= Photo object pointing records =
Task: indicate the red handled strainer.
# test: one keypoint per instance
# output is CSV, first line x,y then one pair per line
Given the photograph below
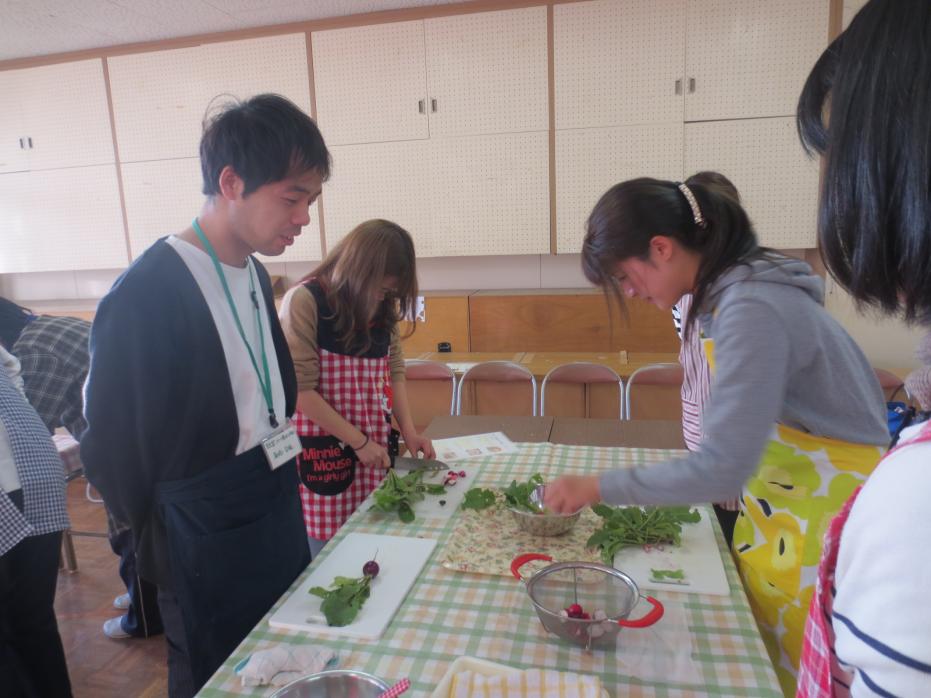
x,y
584,602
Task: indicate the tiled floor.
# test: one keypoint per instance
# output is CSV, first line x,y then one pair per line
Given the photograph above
x,y
101,667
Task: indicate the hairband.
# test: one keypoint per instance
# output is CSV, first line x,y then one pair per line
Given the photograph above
x,y
693,204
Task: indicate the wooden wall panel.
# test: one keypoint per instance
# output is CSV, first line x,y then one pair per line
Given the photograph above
x,y
447,320
656,402
428,399
577,321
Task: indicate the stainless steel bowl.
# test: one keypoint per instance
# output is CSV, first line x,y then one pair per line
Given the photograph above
x,y
339,683
545,524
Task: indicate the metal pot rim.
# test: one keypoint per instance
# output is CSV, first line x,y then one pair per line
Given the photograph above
x,y
333,672
560,566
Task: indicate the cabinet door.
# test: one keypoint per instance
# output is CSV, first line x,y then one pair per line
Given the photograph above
x,y
777,181
378,180
489,196
750,58
369,83
67,116
590,161
163,197
14,157
160,99
487,72
618,63
61,220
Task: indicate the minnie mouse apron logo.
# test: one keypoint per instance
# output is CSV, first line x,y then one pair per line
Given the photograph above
x,y
327,466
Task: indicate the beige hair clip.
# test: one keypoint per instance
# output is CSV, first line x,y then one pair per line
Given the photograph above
x,y
693,204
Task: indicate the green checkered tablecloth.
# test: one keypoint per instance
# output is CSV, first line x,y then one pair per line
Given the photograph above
x,y
449,614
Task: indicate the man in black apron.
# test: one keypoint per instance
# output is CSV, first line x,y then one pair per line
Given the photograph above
x,y
191,386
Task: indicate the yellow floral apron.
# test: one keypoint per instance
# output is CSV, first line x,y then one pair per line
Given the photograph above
x,y
802,481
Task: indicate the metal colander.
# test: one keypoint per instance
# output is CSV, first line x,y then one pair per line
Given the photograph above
x,y
606,594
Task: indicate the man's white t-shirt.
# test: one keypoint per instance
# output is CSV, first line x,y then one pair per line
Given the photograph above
x,y
251,408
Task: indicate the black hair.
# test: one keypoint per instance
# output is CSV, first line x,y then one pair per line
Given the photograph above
x,y
874,219
264,139
631,213
13,318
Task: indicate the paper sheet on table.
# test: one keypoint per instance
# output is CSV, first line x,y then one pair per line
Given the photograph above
x,y
661,653
475,446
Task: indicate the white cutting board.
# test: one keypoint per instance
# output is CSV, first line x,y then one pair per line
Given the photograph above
x,y
430,507
400,560
698,557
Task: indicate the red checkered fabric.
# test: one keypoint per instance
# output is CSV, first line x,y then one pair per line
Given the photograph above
x,y
359,389
817,665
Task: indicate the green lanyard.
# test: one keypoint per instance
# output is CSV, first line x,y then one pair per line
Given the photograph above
x,y
265,385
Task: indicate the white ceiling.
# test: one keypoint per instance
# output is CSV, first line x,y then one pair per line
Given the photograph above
x,y
42,27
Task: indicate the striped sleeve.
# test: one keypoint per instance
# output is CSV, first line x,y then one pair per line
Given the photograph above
x,y
881,615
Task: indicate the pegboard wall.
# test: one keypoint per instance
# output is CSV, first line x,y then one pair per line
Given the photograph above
x,y
164,196
160,98
360,190
61,220
590,161
778,183
750,58
489,196
369,83
487,72
617,63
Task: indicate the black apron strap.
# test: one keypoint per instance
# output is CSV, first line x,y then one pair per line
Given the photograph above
x,y
236,541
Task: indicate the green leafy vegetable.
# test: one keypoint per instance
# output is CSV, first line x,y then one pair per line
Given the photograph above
x,y
631,526
479,498
518,494
343,600
400,493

= Task objective =
Repeat the data exactly, dropping every picture it holds.

= Solution to the exercise =
Task: indicate the red handled strainer.
# test: one keypoint per instance
# output is CSV, first line x,y then one pair per line
Given the photograph below
x,y
584,602
Task: indicate the tiled floor.
# test: one keypoint per instance
# output is CSV, first line x,y then one pair per line
Given the photograph above
x,y
101,667
Task: indicate the hairband.
# test: one keypoint per instance
# output is CSV, first line x,y then one pair per line
Given the photograph above
x,y
693,204
Task: indicate the wooden wall panel.
# test: one keypoint per instance
# output is CSV, first line x,y then one pair per line
Given the photograph above
x,y
447,320
656,402
428,399
577,321
Task: indicate the stainless steel bowl.
# test: one keypoint per instance
# output is CSV, first line x,y then one pair per line
Given the photograph above
x,y
339,683
545,524
Task: indicate the metal pot rim.
# test: one keypoint per instance
# output is CSV, first line x,y then one pair per line
Given the photograph above
x,y
333,672
560,566
Task: indicate the cabinet door.
# test: one keypoint per instance
# output is CSV, first line x,y then one pair per line
Given the photograph above
x,y
777,181
378,180
489,196
750,58
369,83
67,116
590,161
163,197
14,157
160,99
487,72
618,63
61,220
Task: indicate the minnie mouse apron logo.
# test: one keypoint per instance
# output is CSV, first line x,y then one pair per line
Given the photograph above
x,y
327,466
Task: indicate the beige hair clip.
# test: one keypoint per instance
# output is CSV, first line x,y then one pair per line
Given the photograph above
x,y
693,204
Task: indicate the green checkered tablecloth.
# test: one keypoint per instance
# output is CSV, first line x,y then one pair per line
Given the photograph above
x,y
449,614
Task: indicate the man in black apron.
# test: one keypoint per instance
# output is CSV, first line x,y then one pair per line
Given the photograph above
x,y
191,386
Task: indicate the yellow floral apron.
# test: one keypoint per instance
# output is CSV, first line x,y then one pair per line
Given the photograph above
x,y
802,481
Task: indicate the metal colander.
# test: one keypoint per instance
# output is CSV, first line x,y then one pair per line
Given the photograph above
x,y
606,594
Task: indicate the man's white t-shirt.
# test: one keypoint per instance
# output is CSV, first line x,y then one pair per line
Given the photograph above
x,y
251,408
Task: indicate the black hair.
# test: one keypoint per instance
# output is CSV, first line x,y then one pair per line
Given the photograph above
x,y
874,219
264,139
631,213
13,318
Task: indicate the paper sheet on table.
# test: one keypoint per instance
# output is CSV, first line x,y then one pair per line
Given the photograph above
x,y
661,653
475,446
Task: indicate the white cutting board.
# test: one keypoint per instance
# output is CSV, first line x,y then one pair per line
Given the photograph above
x,y
430,507
400,560
698,557
Task: indicate the red checkered fabric.
# test: one keypoint per instance
# output is CSV, first line x,y then one pair per line
Given the photograph above
x,y
359,389
817,665
Task: indicate the green lanyard.
# test: one keypoint per instance
# output is CSV, first line x,y then one pair per line
Given the photograph above
x,y
265,385
Task: indicate the white ceiling.
# test: one keypoint per instance
# output is CSV, first line x,y then one pair per line
Given the photograph above
x,y
42,27
Task: indicate the striped sleeve.
# test: one keypoint per instance
# output is CSV, first line x,y then one pair per line
Given the photograph above
x,y
881,615
Task: indicate the pegboard wall.
# test: one keypoint per instance
# output is CSV, first line x,y then one pair per line
Given the photograph above
x,y
164,196
160,98
360,190
61,220
590,161
778,183
750,58
489,196
369,83
487,72
617,63
Task: indicate the black apron strap.
# test: one keypoint per instance
# output is CSV, first line x,y then one pair per line
Given the photograph above
x,y
236,541
Task: indicate the green leafy vegetable.
# test: one keypoint per instance
# output is CSV, first line x,y then one pair per line
Given the photograph above
x,y
631,526
479,498
518,494
343,600
400,493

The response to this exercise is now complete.